▼
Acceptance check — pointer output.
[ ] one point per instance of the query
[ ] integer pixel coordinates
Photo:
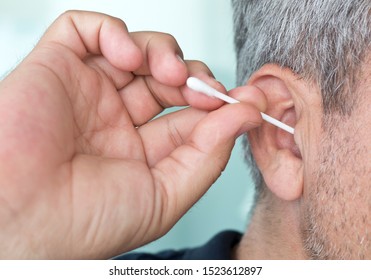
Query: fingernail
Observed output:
(180, 58)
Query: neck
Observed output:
(273, 233)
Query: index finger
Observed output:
(95, 33)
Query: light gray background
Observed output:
(204, 32)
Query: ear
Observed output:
(275, 150)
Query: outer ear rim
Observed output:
(282, 170)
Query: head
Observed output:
(312, 59)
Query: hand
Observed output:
(84, 173)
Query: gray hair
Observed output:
(322, 41)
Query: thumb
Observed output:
(187, 173)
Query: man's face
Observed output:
(337, 192)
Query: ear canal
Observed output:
(284, 139)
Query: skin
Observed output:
(84, 173)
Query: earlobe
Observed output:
(275, 151)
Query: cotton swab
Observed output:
(200, 86)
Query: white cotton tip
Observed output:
(200, 86)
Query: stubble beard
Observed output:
(337, 210)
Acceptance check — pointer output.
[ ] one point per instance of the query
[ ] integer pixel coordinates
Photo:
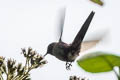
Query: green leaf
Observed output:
(97, 2)
(99, 62)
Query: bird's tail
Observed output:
(81, 34)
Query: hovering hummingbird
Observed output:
(69, 52)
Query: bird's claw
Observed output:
(68, 65)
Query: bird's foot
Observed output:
(68, 65)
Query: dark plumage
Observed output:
(69, 52)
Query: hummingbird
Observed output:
(69, 52)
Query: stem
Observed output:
(1, 78)
(116, 74)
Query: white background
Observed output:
(32, 23)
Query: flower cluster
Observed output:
(76, 78)
(21, 71)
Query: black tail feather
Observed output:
(81, 34)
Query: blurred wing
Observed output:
(61, 19)
(81, 34)
(88, 45)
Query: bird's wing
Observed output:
(61, 20)
(88, 44)
(80, 36)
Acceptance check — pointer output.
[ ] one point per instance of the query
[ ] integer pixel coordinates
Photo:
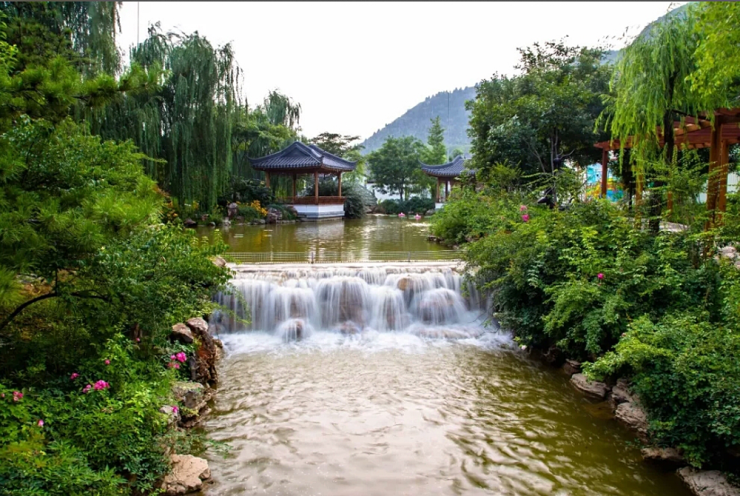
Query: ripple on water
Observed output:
(396, 414)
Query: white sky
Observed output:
(355, 67)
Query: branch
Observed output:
(53, 294)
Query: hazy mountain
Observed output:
(448, 105)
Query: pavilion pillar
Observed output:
(715, 145)
(604, 171)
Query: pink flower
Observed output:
(100, 385)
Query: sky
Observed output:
(355, 67)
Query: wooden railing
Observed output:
(311, 200)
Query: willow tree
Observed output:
(184, 118)
(651, 91)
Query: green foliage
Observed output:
(394, 168)
(545, 113)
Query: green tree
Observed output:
(436, 153)
(544, 115)
(651, 91)
(394, 168)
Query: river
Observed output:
(386, 380)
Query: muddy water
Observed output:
(392, 413)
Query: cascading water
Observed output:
(293, 303)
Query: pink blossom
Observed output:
(100, 385)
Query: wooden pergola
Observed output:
(299, 158)
(449, 173)
(693, 133)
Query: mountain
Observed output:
(448, 105)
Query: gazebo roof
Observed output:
(450, 169)
(299, 156)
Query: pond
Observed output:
(385, 380)
(359, 237)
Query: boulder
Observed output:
(173, 415)
(633, 416)
(594, 389)
(192, 395)
(707, 482)
(182, 333)
(572, 367)
(669, 457)
(187, 475)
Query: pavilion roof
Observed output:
(692, 132)
(301, 157)
(450, 169)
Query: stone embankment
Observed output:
(189, 472)
(627, 410)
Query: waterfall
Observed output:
(293, 303)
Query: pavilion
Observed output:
(695, 133)
(299, 158)
(449, 173)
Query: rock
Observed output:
(634, 417)
(192, 395)
(620, 394)
(173, 416)
(594, 389)
(182, 333)
(663, 456)
(707, 482)
(572, 367)
(187, 475)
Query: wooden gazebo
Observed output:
(449, 173)
(695, 133)
(299, 158)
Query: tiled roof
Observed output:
(450, 169)
(302, 156)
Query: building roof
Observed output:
(450, 169)
(299, 156)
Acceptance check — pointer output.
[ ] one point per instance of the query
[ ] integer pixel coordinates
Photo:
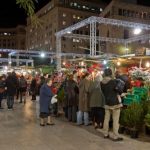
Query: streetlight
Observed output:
(137, 31)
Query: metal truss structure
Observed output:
(33, 53)
(92, 21)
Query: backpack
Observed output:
(120, 85)
(23, 82)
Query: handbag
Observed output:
(2, 90)
(54, 99)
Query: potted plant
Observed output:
(134, 118)
(122, 122)
(147, 123)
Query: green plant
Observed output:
(133, 116)
(147, 120)
(122, 120)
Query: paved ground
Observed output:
(20, 130)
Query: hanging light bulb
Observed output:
(147, 65)
(104, 62)
(137, 31)
(118, 63)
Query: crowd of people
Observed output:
(86, 99)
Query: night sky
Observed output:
(11, 14)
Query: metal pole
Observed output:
(9, 60)
(93, 38)
(58, 52)
(17, 60)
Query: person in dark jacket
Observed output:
(96, 102)
(72, 98)
(112, 105)
(45, 101)
(11, 85)
(22, 88)
(2, 89)
(33, 89)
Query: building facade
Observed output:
(121, 10)
(57, 15)
(13, 38)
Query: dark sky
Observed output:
(11, 14)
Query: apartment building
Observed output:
(127, 10)
(13, 38)
(57, 15)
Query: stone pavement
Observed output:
(20, 130)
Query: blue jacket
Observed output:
(45, 98)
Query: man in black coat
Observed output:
(11, 85)
(112, 104)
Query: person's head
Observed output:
(71, 77)
(107, 72)
(49, 81)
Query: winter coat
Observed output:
(71, 93)
(84, 95)
(2, 86)
(33, 86)
(45, 98)
(11, 84)
(108, 87)
(96, 95)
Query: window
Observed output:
(126, 34)
(74, 16)
(120, 12)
▲
• [Direction]: Shift every point coordinate by adding 32 to each of its numbers, and write out all lines of the rows from the line containing "Query: tiled roof" through the end of the rows, with every other line unchanged. Leave the pictures out.

• [Output below]:
Query: tiled roof
Observed output:
(482, 201)
(334, 188)
Query: building roof
Observed output:
(482, 201)
(331, 188)
Acceptance check — pointer output.
[ ] one point per instance of the query
[ ] integer pixel coordinates
Photo:
Query: streetlight
Observed output:
(169, 63)
Query: metal truss structure
Observed output:
(65, 85)
(124, 53)
Query: backpack
Observed output:
(152, 117)
(55, 114)
Query: handbag
Observed output:
(34, 122)
(86, 131)
Query: potted plant
Observed output:
(166, 150)
(154, 154)
(179, 155)
Query: green plant
Observed output:
(165, 148)
(179, 152)
(154, 152)
Query: paved ground
Observed output:
(52, 162)
Query: hanging light bulb
Observed output:
(179, 97)
(136, 94)
(169, 63)
(150, 95)
Query: crowd of people
Observed output:
(118, 131)
Query: night sky
Observed output:
(43, 46)
Query: metal pole
Observed output:
(41, 92)
(125, 70)
(90, 84)
(49, 92)
Query: person in dark jacket
Observed output:
(128, 134)
(104, 130)
(144, 137)
(77, 133)
(43, 117)
(54, 120)
(34, 121)
(65, 121)
Query: building facade
Observed output:
(153, 42)
(89, 47)
(45, 70)
Query: dark sky
Observed output:
(43, 46)
Query: apartment building
Observed output:
(159, 42)
(45, 70)
(89, 47)
Query: stone pavement
Observed output:
(52, 162)
Query: blue jacket
Observed output:
(77, 130)
Query: man in black coat
Observed output:
(43, 117)
(144, 136)
Query: person's head
Observed output:
(103, 109)
(139, 104)
(81, 113)
Query: winter coat
Observed output:
(103, 125)
(116, 127)
(34, 118)
(65, 118)
(77, 130)
(43, 116)
(140, 119)
(128, 127)
Query: window
Observed output:
(158, 66)
(106, 48)
(152, 44)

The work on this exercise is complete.